Page text:
──────

One of the symptoms of Alzheimer’s is insomnia, causing patients to wander around during the night which can significantly affect their safety. For this reason suvorexant, a selective antagonist for orexin receptors, is often introduced aswell. Orexin is a neuropeptide responsible for maintaining wakefulness and appetite, and inhibiting its receptors causes the opposite – sleep. Thus, its primary indication is narcolepsy.
The only so far registered medicine known to affect the course of the illness is a monoclonal antibody – aducanumab. It is an anti-amyloid β antibody administered intravenously and its effectiveness compared to the other medications still remains questionable.
New ideas, new approaches
Owing to shortages of effective therapy it has become evident that we require new ideas and different approaches to treating Alzheimer’s disease. As such it has been discovered about fifteen years ago that a key role in the pathophysiology of AD is played by insulin resistence present locally in the brain. Alzheimer’s disease has since in scientific circles taken on the name of „type 3 diabetes“, which opened up new paths of treatment.

──────

Supplied information:
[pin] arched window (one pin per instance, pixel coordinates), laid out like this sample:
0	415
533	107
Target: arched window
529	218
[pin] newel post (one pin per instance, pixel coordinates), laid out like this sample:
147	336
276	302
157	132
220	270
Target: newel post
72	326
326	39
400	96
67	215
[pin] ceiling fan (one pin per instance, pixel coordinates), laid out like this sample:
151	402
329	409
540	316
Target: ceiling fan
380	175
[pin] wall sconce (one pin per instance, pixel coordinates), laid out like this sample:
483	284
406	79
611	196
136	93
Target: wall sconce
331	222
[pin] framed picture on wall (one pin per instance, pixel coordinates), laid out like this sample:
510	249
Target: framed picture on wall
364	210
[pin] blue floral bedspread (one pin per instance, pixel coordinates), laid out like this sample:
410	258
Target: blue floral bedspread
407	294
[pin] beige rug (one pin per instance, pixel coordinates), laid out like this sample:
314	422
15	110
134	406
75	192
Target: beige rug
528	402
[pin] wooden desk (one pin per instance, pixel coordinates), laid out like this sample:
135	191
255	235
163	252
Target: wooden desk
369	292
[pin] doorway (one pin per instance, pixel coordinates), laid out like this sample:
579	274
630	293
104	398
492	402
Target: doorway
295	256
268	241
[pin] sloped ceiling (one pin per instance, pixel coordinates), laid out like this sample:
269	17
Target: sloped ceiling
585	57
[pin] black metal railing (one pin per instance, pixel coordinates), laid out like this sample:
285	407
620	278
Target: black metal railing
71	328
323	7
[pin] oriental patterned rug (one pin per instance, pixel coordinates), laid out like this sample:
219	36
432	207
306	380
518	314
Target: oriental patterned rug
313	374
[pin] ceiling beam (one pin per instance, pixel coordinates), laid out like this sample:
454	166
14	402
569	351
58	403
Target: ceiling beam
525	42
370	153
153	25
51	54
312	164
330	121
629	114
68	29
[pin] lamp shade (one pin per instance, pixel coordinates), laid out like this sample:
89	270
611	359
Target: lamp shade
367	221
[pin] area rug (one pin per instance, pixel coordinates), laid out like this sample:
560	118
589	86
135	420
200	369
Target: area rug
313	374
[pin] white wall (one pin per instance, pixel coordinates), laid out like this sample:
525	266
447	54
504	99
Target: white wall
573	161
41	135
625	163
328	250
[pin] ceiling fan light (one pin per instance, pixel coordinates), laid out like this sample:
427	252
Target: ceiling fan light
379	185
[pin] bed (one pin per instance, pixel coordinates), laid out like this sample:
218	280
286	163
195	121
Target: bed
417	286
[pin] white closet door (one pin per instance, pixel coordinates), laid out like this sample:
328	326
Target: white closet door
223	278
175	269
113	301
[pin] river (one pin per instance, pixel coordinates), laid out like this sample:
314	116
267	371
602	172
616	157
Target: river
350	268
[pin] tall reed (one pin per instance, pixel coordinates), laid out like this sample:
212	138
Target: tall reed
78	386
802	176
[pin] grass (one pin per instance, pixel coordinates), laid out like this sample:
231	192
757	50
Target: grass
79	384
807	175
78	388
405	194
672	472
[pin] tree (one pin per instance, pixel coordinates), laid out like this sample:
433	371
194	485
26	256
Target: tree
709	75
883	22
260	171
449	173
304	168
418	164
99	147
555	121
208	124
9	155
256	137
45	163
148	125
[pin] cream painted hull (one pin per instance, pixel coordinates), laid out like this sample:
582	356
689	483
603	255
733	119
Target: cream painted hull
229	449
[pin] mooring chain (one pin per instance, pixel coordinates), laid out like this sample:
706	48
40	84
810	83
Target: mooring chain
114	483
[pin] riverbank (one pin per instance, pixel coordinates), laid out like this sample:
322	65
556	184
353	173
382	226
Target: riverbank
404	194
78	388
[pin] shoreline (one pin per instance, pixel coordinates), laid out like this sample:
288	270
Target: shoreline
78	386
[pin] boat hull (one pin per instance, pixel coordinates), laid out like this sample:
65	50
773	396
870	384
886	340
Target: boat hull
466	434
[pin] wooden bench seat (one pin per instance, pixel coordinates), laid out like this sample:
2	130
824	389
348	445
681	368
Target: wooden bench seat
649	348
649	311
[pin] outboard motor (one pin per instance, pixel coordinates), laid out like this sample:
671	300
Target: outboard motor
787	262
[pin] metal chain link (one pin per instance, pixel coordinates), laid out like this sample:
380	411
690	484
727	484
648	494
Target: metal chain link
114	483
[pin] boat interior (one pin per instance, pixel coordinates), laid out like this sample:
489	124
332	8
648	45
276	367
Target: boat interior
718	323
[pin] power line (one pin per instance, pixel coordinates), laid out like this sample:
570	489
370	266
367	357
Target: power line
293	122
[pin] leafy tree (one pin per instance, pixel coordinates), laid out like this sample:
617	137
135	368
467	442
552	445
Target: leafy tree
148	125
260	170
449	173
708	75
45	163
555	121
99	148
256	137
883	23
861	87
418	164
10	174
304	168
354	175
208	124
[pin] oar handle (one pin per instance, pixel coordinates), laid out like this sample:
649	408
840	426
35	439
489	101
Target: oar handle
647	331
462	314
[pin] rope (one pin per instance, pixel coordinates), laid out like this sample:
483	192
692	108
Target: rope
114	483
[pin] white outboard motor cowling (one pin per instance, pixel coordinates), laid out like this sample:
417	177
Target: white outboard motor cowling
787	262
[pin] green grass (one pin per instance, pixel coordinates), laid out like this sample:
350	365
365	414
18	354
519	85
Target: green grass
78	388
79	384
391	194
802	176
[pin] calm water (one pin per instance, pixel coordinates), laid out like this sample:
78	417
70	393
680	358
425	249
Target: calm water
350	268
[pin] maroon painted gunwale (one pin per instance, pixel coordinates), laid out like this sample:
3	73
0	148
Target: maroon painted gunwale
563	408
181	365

──────

Exercise set:
(A) Condense the paragraph of the text on Alzheimer's treatment that begins "The only so far registered medicine" into a single shorter sentence that keeps its main facts.
(B) Carry on the text on Alzheimer's treatment from the point where it stops.
The material comes from a source separate from the text on Alzheimer's treatment.

Answer section:
(A) Aducanumab, an intravenously administered monoclonal anti-amyloid β antibody, is so far the only registered medicine known to affect the course of the illness, though its effectiveness compared to other medications remains questionable.

(B)
One of the more recent groups of medications used in therapy of diabetes consists of GLP-1 receptor agonists. GLP-1, that is glucagon-like peptide 1, is incretin whose physiological role activates after and during a meal. GLP-1 is excreted in the intestines, and through circulation reaches peripheral organs such as the stomach, pancreas, liver and muscles. Although a part of peripheral GLP-1 hormone also reaches the brain, the majority of this incretin required for the brain is also synthesized within it. Since the birth of this idea and theory until today, many pre-clinical trials have proven the role of the GLP-1 signalization pathway in proliferation and survival of neurons, especially in the regions of hypothalamus and hippocampus which happen to be the focal point in the pathophysiology of Alzheimer’s. Activation of GLP-1 receptor sets off intracellular signalization pathway which in the end inhibits apoptosis and encourages cell survival and proliferation.
What’s interesting, some research has shown that the activation of GLP-1 receptor could have a role in coactivation of insulin receptor in the brain, thus maintaining neuronal sensitivity to insulin. Why is this important? Decreased peripheral tissue sensitivity to insulin is present in type 2 diabetes. Essentially, this means that the cell is “blind” to food and does not recognize glucose. At the brain level, this means that neurons are “starving” and gradually dying out and GLP-1 agonists seem to prevent that from happening.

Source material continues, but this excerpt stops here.